(EXERCISE)
Show every line of the data below that contains the word "relief", with case counting.

──────── THE RECORDS

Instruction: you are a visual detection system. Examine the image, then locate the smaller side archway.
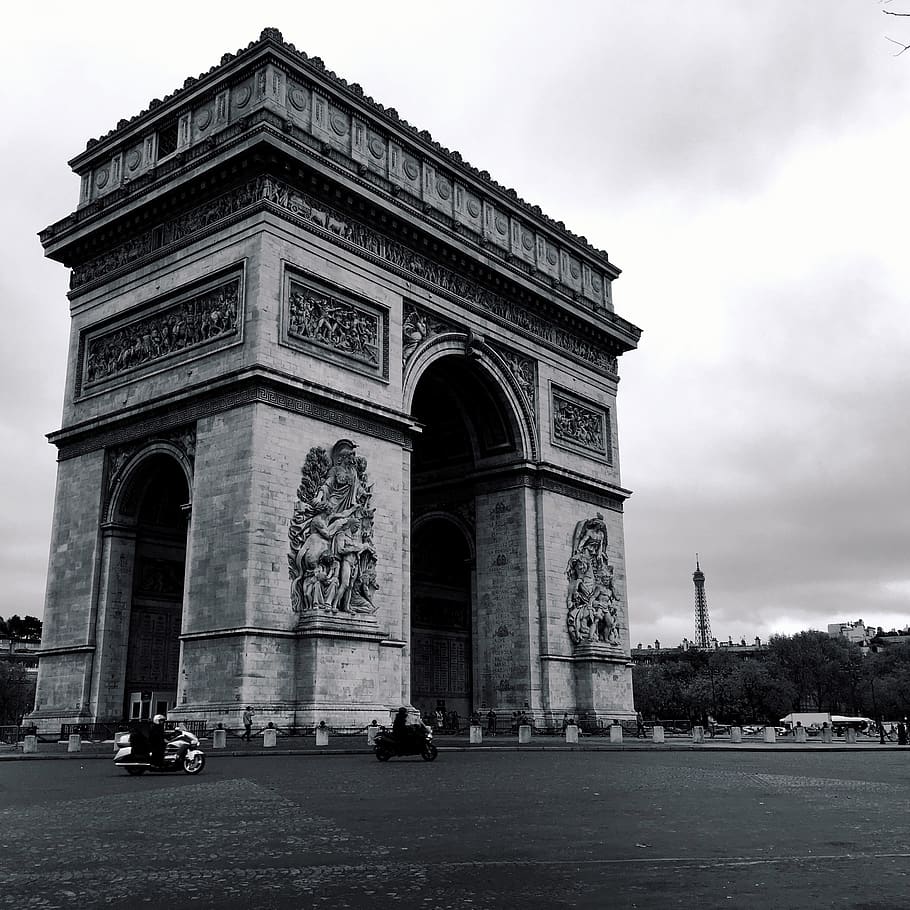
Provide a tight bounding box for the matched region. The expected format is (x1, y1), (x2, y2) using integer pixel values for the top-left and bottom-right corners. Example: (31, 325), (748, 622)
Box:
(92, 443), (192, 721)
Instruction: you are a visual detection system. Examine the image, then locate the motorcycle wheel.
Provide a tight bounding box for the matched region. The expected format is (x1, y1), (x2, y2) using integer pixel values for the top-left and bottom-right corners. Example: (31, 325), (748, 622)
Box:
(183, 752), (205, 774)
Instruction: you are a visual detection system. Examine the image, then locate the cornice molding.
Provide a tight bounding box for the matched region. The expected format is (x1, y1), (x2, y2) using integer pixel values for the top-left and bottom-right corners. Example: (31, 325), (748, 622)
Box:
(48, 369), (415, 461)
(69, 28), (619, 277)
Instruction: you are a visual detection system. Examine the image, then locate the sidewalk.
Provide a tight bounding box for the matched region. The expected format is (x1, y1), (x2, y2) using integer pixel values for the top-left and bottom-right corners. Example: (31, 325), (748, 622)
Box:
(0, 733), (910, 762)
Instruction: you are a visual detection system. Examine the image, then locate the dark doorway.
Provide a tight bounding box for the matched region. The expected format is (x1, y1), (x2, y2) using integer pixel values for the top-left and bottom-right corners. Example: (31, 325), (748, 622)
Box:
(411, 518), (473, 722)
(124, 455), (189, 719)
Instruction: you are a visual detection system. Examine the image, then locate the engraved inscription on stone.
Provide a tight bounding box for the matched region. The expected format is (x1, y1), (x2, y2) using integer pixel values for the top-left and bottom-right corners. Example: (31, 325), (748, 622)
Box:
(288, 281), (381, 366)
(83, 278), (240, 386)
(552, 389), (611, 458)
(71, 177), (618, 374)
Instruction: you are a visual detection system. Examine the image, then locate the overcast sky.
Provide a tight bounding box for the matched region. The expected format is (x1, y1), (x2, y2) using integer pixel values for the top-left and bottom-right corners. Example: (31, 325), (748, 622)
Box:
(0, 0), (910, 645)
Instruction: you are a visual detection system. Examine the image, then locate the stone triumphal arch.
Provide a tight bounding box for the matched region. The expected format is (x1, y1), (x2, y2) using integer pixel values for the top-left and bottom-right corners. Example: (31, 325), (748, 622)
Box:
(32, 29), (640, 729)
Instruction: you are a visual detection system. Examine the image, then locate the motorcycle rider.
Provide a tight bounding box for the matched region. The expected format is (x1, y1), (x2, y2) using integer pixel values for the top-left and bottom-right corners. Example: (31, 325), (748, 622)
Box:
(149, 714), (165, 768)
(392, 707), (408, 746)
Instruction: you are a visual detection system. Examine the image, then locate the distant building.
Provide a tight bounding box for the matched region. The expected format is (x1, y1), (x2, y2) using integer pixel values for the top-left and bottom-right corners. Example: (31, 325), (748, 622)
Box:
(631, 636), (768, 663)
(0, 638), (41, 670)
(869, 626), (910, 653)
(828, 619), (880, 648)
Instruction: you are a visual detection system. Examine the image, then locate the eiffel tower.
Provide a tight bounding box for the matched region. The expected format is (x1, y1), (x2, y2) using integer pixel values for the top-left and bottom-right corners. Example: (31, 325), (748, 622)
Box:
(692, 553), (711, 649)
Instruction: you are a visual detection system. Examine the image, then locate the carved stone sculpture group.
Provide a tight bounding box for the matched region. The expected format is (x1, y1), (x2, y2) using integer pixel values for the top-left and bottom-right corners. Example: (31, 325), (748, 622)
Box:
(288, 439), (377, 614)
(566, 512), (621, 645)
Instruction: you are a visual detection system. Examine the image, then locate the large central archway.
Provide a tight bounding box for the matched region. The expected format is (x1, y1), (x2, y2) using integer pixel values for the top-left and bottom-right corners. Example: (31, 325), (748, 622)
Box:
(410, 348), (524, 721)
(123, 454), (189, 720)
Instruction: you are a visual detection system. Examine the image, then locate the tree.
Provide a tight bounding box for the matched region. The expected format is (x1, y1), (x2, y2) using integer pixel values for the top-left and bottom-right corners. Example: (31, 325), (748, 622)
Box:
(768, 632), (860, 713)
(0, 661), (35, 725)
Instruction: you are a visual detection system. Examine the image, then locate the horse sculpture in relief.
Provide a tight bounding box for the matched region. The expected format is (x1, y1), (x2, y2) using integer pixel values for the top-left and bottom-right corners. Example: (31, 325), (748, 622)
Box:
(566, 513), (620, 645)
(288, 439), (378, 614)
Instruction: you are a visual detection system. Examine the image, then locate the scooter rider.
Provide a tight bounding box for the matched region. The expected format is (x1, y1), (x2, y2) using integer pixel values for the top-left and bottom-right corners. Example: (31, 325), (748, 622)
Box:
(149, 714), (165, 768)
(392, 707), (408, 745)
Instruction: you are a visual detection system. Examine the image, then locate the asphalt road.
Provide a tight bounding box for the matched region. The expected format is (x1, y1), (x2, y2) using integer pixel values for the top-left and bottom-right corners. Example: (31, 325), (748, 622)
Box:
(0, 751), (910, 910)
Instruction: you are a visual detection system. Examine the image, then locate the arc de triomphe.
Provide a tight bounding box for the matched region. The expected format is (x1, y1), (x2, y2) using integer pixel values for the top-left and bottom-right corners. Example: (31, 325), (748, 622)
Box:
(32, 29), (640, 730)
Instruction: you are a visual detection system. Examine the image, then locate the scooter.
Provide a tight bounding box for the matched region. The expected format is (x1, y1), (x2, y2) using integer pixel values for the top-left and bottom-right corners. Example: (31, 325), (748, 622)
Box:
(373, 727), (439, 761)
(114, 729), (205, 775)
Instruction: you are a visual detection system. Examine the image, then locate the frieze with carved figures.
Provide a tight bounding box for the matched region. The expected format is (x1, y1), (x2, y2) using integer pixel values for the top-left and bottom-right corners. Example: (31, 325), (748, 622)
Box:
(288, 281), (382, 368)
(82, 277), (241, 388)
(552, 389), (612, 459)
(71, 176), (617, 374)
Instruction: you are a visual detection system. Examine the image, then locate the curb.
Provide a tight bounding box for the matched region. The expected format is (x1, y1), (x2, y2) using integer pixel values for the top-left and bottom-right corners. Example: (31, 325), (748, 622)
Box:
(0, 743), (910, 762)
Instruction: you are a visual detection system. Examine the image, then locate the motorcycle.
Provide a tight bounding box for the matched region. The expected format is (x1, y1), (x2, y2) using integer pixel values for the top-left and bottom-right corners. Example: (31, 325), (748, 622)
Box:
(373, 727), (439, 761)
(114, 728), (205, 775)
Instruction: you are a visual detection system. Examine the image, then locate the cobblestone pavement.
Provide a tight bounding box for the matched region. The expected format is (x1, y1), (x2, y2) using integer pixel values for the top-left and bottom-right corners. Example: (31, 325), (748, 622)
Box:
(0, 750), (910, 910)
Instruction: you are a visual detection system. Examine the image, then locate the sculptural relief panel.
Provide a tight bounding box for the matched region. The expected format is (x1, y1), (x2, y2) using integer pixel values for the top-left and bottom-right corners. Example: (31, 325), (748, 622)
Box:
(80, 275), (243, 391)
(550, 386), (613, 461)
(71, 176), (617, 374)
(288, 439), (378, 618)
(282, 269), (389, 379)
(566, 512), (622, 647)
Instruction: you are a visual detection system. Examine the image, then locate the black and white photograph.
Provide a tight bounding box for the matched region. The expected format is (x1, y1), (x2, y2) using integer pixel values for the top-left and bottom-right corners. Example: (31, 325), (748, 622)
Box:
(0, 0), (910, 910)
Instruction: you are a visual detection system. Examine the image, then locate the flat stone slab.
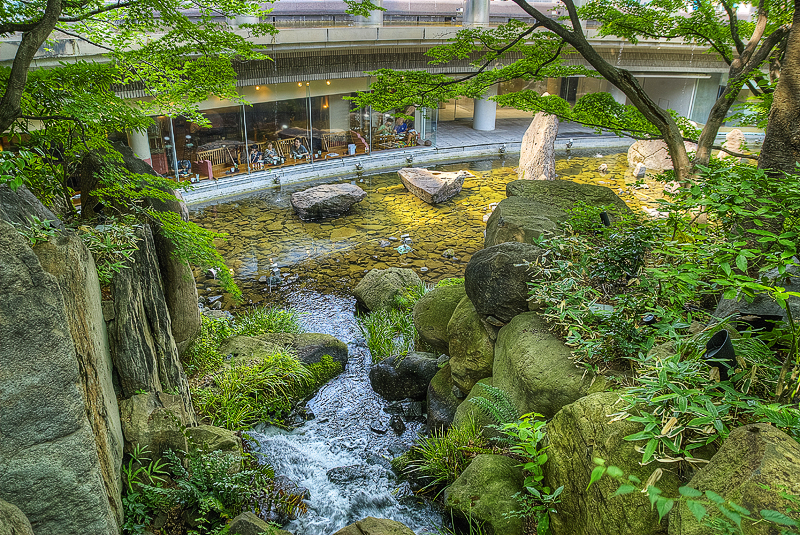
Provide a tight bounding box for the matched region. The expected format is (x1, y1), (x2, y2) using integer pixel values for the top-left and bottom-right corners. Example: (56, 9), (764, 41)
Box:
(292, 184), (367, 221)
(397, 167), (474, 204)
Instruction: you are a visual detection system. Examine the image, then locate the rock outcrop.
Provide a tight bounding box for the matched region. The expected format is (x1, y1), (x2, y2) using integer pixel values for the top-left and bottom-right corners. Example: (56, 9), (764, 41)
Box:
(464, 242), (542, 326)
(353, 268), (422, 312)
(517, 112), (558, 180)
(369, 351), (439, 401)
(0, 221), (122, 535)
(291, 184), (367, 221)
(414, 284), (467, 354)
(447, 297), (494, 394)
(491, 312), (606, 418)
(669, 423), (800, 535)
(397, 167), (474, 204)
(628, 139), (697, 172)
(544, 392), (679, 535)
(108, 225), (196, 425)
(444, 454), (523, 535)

────────────────
──────── THE RECORDS

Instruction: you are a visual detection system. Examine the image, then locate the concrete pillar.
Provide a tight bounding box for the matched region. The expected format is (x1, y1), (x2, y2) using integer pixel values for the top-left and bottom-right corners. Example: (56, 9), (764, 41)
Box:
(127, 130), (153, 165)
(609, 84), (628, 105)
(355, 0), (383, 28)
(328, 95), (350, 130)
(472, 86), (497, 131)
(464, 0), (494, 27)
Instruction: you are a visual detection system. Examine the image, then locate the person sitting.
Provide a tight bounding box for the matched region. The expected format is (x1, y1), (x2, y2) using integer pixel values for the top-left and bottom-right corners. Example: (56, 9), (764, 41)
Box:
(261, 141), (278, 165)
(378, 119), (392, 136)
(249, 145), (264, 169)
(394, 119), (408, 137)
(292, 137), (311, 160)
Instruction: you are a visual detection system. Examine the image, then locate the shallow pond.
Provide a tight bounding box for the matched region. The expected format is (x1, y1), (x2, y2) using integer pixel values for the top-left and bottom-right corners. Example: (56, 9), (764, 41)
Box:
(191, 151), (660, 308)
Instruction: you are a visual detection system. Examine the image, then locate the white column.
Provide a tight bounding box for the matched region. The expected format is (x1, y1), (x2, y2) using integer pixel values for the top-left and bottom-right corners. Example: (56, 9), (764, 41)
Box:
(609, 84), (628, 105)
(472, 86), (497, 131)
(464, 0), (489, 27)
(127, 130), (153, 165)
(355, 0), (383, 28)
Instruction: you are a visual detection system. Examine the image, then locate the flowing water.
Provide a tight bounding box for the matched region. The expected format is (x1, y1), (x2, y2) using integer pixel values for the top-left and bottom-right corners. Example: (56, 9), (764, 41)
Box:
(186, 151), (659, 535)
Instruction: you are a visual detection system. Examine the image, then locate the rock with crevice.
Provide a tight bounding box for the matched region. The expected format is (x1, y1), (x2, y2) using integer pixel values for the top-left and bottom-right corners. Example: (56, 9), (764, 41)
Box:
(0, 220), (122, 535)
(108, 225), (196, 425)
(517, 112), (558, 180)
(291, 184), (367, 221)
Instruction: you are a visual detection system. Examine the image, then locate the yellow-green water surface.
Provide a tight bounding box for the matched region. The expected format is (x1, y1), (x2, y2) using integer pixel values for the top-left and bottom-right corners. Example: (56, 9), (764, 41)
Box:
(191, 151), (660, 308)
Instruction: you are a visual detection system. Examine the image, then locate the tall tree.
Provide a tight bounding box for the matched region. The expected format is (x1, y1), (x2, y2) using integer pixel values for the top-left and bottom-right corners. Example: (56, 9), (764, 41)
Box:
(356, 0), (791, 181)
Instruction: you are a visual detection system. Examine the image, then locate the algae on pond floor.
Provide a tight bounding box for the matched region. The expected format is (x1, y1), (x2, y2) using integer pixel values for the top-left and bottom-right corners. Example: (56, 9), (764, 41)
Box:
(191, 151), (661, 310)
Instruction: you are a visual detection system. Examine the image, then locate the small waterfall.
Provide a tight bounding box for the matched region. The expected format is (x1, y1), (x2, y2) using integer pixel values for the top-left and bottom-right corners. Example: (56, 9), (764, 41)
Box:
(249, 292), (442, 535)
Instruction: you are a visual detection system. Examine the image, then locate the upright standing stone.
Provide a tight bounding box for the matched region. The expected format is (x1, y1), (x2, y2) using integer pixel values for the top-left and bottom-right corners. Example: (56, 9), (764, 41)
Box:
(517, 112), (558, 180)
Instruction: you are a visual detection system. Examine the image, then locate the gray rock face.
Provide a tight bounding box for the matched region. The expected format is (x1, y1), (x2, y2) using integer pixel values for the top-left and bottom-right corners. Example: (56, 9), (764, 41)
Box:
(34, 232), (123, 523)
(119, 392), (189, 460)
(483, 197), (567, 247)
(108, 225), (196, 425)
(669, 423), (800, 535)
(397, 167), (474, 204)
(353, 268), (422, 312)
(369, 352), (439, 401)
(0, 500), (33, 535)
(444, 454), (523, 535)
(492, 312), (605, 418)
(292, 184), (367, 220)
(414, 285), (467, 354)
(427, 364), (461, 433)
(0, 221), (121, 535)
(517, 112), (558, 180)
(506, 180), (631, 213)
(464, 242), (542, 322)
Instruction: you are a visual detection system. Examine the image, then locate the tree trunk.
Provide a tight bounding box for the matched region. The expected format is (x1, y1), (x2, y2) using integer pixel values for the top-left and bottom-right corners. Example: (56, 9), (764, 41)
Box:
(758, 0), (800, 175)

────────────────
──────── THE RECORDS

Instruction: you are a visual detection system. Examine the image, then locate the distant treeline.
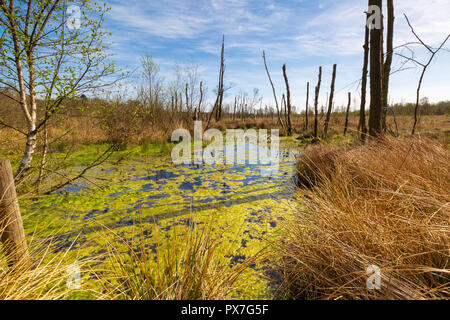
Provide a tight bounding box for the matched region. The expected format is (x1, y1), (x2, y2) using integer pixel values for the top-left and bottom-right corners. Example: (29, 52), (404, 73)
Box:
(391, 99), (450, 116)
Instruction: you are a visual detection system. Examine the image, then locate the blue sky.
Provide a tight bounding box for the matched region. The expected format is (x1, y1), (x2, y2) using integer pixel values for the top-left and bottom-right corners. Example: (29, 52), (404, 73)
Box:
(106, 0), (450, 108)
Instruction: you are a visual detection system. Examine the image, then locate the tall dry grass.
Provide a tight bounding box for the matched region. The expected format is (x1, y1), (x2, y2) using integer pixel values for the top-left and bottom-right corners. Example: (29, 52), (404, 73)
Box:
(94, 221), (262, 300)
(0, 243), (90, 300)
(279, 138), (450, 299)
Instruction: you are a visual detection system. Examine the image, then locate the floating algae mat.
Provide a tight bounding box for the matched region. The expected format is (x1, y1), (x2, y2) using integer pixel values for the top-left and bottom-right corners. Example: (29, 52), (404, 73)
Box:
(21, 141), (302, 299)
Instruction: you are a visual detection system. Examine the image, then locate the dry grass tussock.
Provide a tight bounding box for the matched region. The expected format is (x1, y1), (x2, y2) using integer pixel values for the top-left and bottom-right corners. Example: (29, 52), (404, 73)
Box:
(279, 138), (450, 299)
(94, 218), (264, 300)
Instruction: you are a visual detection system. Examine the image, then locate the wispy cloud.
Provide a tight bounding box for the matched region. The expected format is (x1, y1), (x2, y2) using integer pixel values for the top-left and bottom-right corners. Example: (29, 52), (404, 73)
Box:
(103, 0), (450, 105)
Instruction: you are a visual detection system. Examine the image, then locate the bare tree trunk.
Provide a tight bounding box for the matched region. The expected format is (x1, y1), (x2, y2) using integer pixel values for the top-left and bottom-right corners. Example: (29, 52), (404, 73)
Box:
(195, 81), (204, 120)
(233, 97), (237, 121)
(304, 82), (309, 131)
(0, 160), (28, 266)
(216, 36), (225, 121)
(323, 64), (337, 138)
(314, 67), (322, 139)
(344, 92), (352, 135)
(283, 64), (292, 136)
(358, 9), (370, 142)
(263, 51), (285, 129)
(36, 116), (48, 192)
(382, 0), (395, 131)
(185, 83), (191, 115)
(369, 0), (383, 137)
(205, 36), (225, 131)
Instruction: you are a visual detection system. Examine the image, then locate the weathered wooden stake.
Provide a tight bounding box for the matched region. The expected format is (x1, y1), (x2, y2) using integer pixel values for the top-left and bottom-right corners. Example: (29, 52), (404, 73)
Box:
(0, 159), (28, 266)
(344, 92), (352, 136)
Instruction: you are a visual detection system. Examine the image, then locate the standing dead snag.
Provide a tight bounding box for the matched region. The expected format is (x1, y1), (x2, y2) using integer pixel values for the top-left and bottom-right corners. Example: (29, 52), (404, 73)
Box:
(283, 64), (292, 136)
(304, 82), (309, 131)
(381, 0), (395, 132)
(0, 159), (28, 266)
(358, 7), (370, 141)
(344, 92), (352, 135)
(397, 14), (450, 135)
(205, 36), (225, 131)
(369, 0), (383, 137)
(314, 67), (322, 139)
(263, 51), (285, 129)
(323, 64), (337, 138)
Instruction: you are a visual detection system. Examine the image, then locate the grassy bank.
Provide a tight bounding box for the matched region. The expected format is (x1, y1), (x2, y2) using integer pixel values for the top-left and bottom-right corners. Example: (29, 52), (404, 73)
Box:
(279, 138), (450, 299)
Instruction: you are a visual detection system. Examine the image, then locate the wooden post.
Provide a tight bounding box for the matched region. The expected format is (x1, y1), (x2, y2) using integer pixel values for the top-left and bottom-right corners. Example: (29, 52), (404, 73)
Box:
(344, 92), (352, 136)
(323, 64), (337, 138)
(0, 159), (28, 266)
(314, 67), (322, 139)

────────────────

(ANSWER TO THIS PROBLEM)
Instruction: you are a visual detection system. Examine the image, then locate the horse sculpture in relief.
Instruction: you are a visual detection system. Examine the image, then locate the sculptural relief panel.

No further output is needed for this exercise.